— start of Exercise inputs —

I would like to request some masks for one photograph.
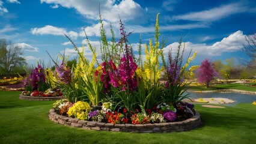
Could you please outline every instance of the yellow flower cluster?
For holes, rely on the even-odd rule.
[[[55,88],[58,80],[54,76],[53,71],[50,68],[46,68],[44,69],[44,72],[46,83],[50,85],[52,88]]]
[[[74,117],[82,120],[87,120],[88,113],[91,111],[91,107],[87,102],[79,101],[70,107],[67,112],[70,117]]]
[[[159,27],[158,24],[158,16],[157,16],[156,22],[156,35],[155,35],[155,44],[153,46],[152,40],[150,40],[149,46],[145,44],[145,54],[146,60],[144,61],[144,71],[141,70],[137,70],[137,73],[139,73],[139,76],[142,76],[145,82],[150,80],[154,83],[158,82],[160,78],[161,71],[159,68],[159,59],[162,55],[163,51],[159,49],[159,42],[158,36],[160,35],[159,31]]]
[[[82,78],[84,80],[87,80],[87,74],[94,74],[95,71],[94,64],[96,61],[97,53],[93,54],[91,62],[84,56],[84,46],[82,47],[82,52],[78,52],[79,58],[76,67],[74,68],[74,77],[79,79]]]
[[[187,71],[187,75],[189,77],[194,77],[195,74],[193,73],[194,71],[198,68],[200,65],[193,65],[189,68],[189,71]]]

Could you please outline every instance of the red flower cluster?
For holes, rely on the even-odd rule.
[[[115,113],[112,112],[106,112],[106,117],[108,119],[108,122],[114,124],[119,124],[122,123],[122,122],[128,122],[128,119],[125,118],[123,119],[124,115],[121,113],[118,113],[115,112]],[[127,123],[127,122],[126,122]]]
[[[133,124],[148,124],[150,119],[147,116],[144,116],[141,113],[137,113],[133,115],[131,117],[132,123]]]
[[[43,93],[42,91],[38,91],[37,90],[33,91],[32,92],[29,91],[23,91],[22,95],[31,96],[31,97],[62,97],[63,94],[60,91],[56,91],[53,93]]]

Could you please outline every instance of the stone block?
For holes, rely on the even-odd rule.
[[[107,127],[101,127],[100,128],[101,131],[109,131],[110,128]]]
[[[153,133],[153,130],[140,131],[142,133]]]
[[[88,121],[87,127],[96,127],[97,122],[96,122],[96,121]]]
[[[112,128],[110,129],[110,131],[120,131],[120,128]]]
[[[115,128],[124,128],[126,127],[125,124],[115,124],[114,127]]]
[[[82,124],[82,125],[87,125],[87,122],[88,122],[87,121],[80,120],[78,122],[78,124]]]
[[[156,127],[156,125],[154,124],[145,124],[145,125],[147,128],[154,128],[154,127]]]
[[[72,122],[72,123],[71,123],[71,125],[70,125],[71,127],[82,127],[82,124],[78,124],[78,123],[74,123],[74,122]]]
[[[135,125],[134,124],[126,124],[126,128],[134,128],[136,127]]]
[[[154,125],[156,125],[156,127],[163,127],[163,123],[154,123]]]
[[[97,127],[104,127],[104,125],[105,124],[106,124],[106,123],[105,123],[105,122],[98,122],[96,124],[96,126]]]
[[[80,119],[77,118],[70,118],[69,119],[69,122],[74,122],[74,123],[78,123],[79,121],[80,121]]]
[[[69,117],[62,117],[61,118],[61,120],[62,120],[63,121],[66,121],[66,122],[68,122],[69,119],[70,119],[70,118],[69,118]]]
[[[97,130],[97,131],[100,131],[100,127],[90,127],[90,128],[91,130]]]
[[[105,125],[105,127],[107,127],[107,128],[114,128],[114,124],[111,124],[111,123],[106,123],[106,124]]]

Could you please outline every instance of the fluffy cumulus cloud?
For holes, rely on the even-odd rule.
[[[63,46],[67,46],[69,44],[71,44],[71,42],[70,41],[67,41],[67,42],[64,42],[63,43],[61,44]]]
[[[4,2],[0,0],[0,16],[6,13],[8,13],[8,10],[4,7]]]
[[[72,38],[76,38],[78,34],[74,31],[67,31],[66,29],[58,28],[51,25],[46,25],[42,28],[34,28],[30,29],[30,32],[32,34],[50,34],[54,35],[64,36],[64,34]]]
[[[37,47],[32,47],[29,44],[26,43],[18,43],[17,44],[24,51],[29,52],[38,52],[39,49]]]
[[[133,0],[40,0],[41,3],[54,4],[67,8],[75,8],[87,18],[97,20],[100,4],[102,18],[108,22],[119,21],[118,14],[122,20],[131,20],[142,16],[146,11]]]
[[[25,56],[23,57],[26,61],[29,61],[31,62],[36,62],[41,59],[41,58],[35,58],[32,56]]]
[[[20,4],[20,2],[18,1],[17,0],[7,0],[7,1],[10,3],[16,3],[18,4]]]
[[[224,38],[221,41],[218,41],[212,45],[207,45],[205,43],[195,44],[191,42],[186,42],[186,49],[192,49],[193,51],[197,51],[198,55],[212,56],[220,56],[224,52],[234,52],[241,50],[243,47],[243,43],[245,41],[245,35],[241,31],[230,35],[228,37]],[[169,49],[172,48],[174,53],[177,52],[178,43],[175,42],[168,45],[164,48],[164,53],[167,55]]]
[[[172,19],[212,22],[248,10],[248,8],[244,2],[232,3],[199,12],[175,16]]]
[[[111,23],[109,22],[107,22],[105,20],[102,21],[102,23],[104,26],[104,29],[106,31],[106,35],[108,37],[111,37],[112,36],[112,34],[111,32]],[[100,37],[100,28],[101,24],[100,23],[98,23],[97,24],[93,25],[91,26],[87,26],[85,28],[81,28],[81,31],[79,32],[79,36],[81,37],[85,37],[85,31],[86,32],[86,34],[88,37],[91,36],[96,36],[96,37]],[[115,34],[115,35],[116,37],[118,37],[120,35],[120,25],[118,23],[111,23],[111,26],[112,28],[112,29],[114,31],[114,32]]]

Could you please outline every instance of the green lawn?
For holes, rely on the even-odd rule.
[[[20,100],[20,92],[0,91],[0,143],[253,143],[256,105],[225,109],[195,104],[204,124],[184,132],[140,134],[86,130],[47,118],[53,101]]]
[[[243,85],[240,83],[210,85],[209,88],[206,88],[204,86],[192,86],[190,88],[189,88],[190,90],[195,91],[212,91],[223,89],[236,89],[247,91],[256,91],[256,87]]]

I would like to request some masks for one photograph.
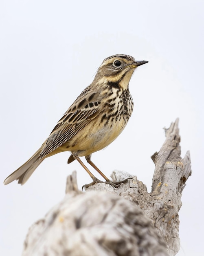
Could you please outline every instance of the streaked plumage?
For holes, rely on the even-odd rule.
[[[134,70],[147,63],[132,56],[116,55],[105,59],[93,82],[78,97],[57,124],[48,139],[25,164],[6,179],[25,183],[41,162],[57,153],[70,151],[69,163],[76,159],[94,182],[99,182],[79,157],[85,156],[107,182],[110,180],[90,161],[91,154],[112,142],[125,126],[133,101],[129,83]]]

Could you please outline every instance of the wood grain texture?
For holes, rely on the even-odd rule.
[[[114,171],[117,189],[98,183],[83,193],[73,172],[64,198],[30,228],[22,255],[175,255],[180,249],[178,211],[191,175],[188,152],[182,159],[178,121],[166,130],[155,164],[152,191],[136,176]]]

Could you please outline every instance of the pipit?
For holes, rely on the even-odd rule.
[[[65,151],[71,152],[68,164],[75,159],[93,180],[88,187],[103,182],[83,163],[80,157],[105,180],[118,186],[126,181],[111,181],[91,161],[91,154],[104,148],[120,134],[132,112],[133,101],[129,82],[135,69],[148,62],[135,61],[129,55],[117,54],[103,62],[94,81],[80,94],[57,124],[48,139],[26,163],[4,180],[6,185],[15,180],[24,184],[46,157]]]

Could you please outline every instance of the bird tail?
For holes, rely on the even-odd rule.
[[[7,185],[15,180],[18,180],[18,183],[22,185],[25,183],[34,171],[44,159],[43,158],[37,160],[42,150],[42,147],[26,162],[9,175],[4,181],[4,184]]]

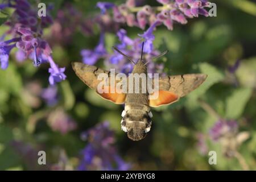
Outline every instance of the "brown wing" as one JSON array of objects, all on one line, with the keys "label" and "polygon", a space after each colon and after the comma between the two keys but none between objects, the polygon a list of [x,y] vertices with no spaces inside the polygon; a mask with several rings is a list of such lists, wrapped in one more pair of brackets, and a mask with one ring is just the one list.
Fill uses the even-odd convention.
[{"label": "brown wing", "polygon": [[[187,74],[160,77],[159,97],[156,101],[150,100],[150,105],[158,107],[174,103],[199,87],[207,77],[205,74]],[[162,96],[162,93],[164,94]]]},{"label": "brown wing", "polygon": [[[89,88],[94,90],[97,93],[101,96],[102,98],[110,101],[117,104],[123,104],[125,101],[126,94],[117,93],[116,92],[114,93],[100,93],[97,90],[98,85],[102,80],[98,80],[97,78],[100,74],[106,73],[110,76],[110,72],[99,68],[93,65],[87,65],[79,62],[73,62],[72,63],[73,69],[76,72],[76,75]],[[115,74],[116,75],[116,74]],[[112,86],[114,87],[115,91],[115,84],[118,82],[119,80],[116,80],[115,85],[109,85],[106,88],[106,90],[110,91]],[[104,88],[102,88],[103,89]]]}]

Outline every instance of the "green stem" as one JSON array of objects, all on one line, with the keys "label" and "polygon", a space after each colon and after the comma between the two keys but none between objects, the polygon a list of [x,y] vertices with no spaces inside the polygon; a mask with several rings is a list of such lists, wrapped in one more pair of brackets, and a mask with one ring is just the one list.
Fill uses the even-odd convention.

— end of Exercise inputs —

Short task: Report every line above that contains the string "keys", copying each one in full. Case counts.

Worked solution:
Outline every instance of the "brown wing" as one JSON array of objects, all on one line, with the keys "label" and "polygon", a space after each colon and after the comma between the two keys but none between objects, the polygon a list of [x,y] vertices with no spaces inside the polygon; a mask with several rings is a list of such lists, wrapped in one more pair of brackets, and a mask with one ring is just the one list.
Outline every instance of the "green stem" as one JSON array of objects, all on one line, with the keys "label" and "polygon", a space after each colon and after the comma between the two keys but none between objects, the polygon a list of [x,y] vertices with no spaces inside the polygon; a mask with several rings is a list of such lists, wrapped in one more pair of brackets, and a mask with one ring is just the one list.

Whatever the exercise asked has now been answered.